● **To be done**:
a - Duplicate the stretch from "Such sentiments are" through "who sired her." in the passage on South Korean politics.
b - Go on with the passage on South Korean politics, picking up after its final sentence.

-- Start Selected excerpt --

1987 이한열 열사 배역 교체하는게 맞는거 같다. 강동원이 일찍 사과했어도 그가 맡을 역할은 아닌것 같다. 역사를 다룬 영화도 역사로 남으니까. 그대로 밀어부치면 난 물론 안 볼거고 위선 쩌는 한국 영화계에 저주를 퍼부을거고
— 크앙ㅋㅇ (@zzvlf27) March 5, 2017
“Even if he had apologized earlier, this doesn’t seem like a role he should play. Because a movie about history becomes history.”
Such sentiments are equally widespread in South Korean politics. There is plenty to criticize in the impeached president Park Geun-hye and the former Saenuri leader Kim Moo-sung without delving into their parentage. Yet the left’s favorite gossip, at least before the Choi Soon-sil scandal, was stories of what Park’s and Kim’s fathers got up to as collaborators before 1945. To me, how General Park Chung-hee — Park’s father — worked his way into Japan’s good graces is as irrelevant to assessing his daughter’s career as what her fans say: that president Park deserves support simply because her father was a great leader. Either way, the logic is the same. Love or hate her not for what she has done, but for who sired her.

-- End Selected excerpt --
-- Start Material --

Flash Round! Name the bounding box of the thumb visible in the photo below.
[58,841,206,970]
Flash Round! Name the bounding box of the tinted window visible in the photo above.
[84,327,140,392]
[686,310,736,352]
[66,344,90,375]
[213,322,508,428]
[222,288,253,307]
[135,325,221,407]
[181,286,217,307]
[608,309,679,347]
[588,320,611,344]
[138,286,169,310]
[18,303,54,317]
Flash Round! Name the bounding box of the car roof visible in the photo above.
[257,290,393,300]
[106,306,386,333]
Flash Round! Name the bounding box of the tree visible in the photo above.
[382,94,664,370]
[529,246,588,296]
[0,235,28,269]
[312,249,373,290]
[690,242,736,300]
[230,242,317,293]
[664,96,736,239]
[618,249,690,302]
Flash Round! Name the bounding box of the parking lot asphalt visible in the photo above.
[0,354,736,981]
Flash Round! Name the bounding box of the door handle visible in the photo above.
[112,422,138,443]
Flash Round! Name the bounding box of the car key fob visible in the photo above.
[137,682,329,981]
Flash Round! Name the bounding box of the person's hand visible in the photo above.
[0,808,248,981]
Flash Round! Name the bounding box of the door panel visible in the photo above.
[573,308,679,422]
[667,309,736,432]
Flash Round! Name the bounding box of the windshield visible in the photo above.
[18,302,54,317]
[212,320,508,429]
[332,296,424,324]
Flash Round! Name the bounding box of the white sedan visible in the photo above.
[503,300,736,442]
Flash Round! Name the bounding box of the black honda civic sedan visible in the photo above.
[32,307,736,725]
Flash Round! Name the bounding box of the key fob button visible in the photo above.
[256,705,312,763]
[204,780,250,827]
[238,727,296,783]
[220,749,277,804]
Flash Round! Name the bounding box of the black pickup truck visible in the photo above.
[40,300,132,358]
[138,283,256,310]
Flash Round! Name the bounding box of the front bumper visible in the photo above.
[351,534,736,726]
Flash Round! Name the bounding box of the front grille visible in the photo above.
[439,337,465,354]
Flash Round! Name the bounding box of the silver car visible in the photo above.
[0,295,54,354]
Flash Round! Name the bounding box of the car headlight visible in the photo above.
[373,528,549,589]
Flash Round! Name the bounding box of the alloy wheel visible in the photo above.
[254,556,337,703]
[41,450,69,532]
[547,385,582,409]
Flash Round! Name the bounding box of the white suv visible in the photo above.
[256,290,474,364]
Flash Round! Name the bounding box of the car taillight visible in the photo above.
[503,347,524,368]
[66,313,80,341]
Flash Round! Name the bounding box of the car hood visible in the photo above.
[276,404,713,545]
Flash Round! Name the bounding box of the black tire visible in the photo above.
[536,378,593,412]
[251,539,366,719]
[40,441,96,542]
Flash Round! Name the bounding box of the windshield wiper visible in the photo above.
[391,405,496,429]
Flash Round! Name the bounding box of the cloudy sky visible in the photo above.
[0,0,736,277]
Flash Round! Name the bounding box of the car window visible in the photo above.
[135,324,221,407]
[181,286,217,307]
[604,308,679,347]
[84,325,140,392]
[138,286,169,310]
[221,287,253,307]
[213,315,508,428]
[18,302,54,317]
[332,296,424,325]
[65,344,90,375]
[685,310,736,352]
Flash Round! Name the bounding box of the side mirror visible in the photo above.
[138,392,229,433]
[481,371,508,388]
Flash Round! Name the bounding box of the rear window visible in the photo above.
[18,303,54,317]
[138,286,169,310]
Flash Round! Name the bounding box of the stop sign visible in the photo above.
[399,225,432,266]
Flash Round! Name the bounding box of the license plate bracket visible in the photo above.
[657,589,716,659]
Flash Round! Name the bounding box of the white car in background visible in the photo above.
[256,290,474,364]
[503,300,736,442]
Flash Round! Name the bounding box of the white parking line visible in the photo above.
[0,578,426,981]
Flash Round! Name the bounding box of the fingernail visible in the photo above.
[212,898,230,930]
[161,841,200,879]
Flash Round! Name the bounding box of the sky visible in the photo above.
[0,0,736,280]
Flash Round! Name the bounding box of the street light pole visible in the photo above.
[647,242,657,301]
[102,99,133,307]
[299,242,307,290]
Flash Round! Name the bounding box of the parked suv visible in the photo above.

-- End Material --

● **Answers by task**:
a -
Such sentiments are equally widespread in South Korean politics. There is plenty to criticize in the impeached president Park Geun-hye and the former Saenuri leader Kim Moo-sung without delving into their parentage. Yet the left’s favorite gossip, at least before the Choi Soon-sil scandal, was stories of what Park’s and Kim’s fathers got up to as collaborators before 1945. To me, how General Park Chung-hee — Park’s father — worked his way into Japan’s good graces is as irrelevant to assessing his daughter’s career as what her fans say: that president Park deserves support simply because her father was a great leader. Either way, the logic is the same. Love or hate her not for what she has done, but for who sired her.

b -
The controversy surrounding Kang betrays two impulses in South Korean society. One is to use the past to judge children who weren’t responsible for that past. Holding figures accountable for the sins of their kin is a vestige of feudal politics. In Joseon, the Korean dynasty that endured until 1910, blood and marital relations of treasonous subjects could incur punishment even if they themselves were not disloyal to the throne. The system survives on a smaller scale in contemporary South Korea. Not only do descendants of pro-Japanese collaborators and communist sympathizers suffer shaming; children of criminals, too, are often socially shunned as the product of “bad seed.”
Another impulse is to quickly condemn a past that may be too complex to be grasped through a few factoids, especially concerning the colonial era. Of all South Korean media outlets, it is surprisingly the liberal Hankyoreh that has leapt to Kang Dong-won’s defense by reprinting a column from last year: The article contends that while Lee Jong-man, Kang’s great-grandfather, did offer money to Japan, he also donated 800 times that amount (roughly 70 million dollars in today’s terms) for the education of Korean workers and farmers. This complicates the narrative surrounding the man. But it won’t be enough to turn the backlash against the actor.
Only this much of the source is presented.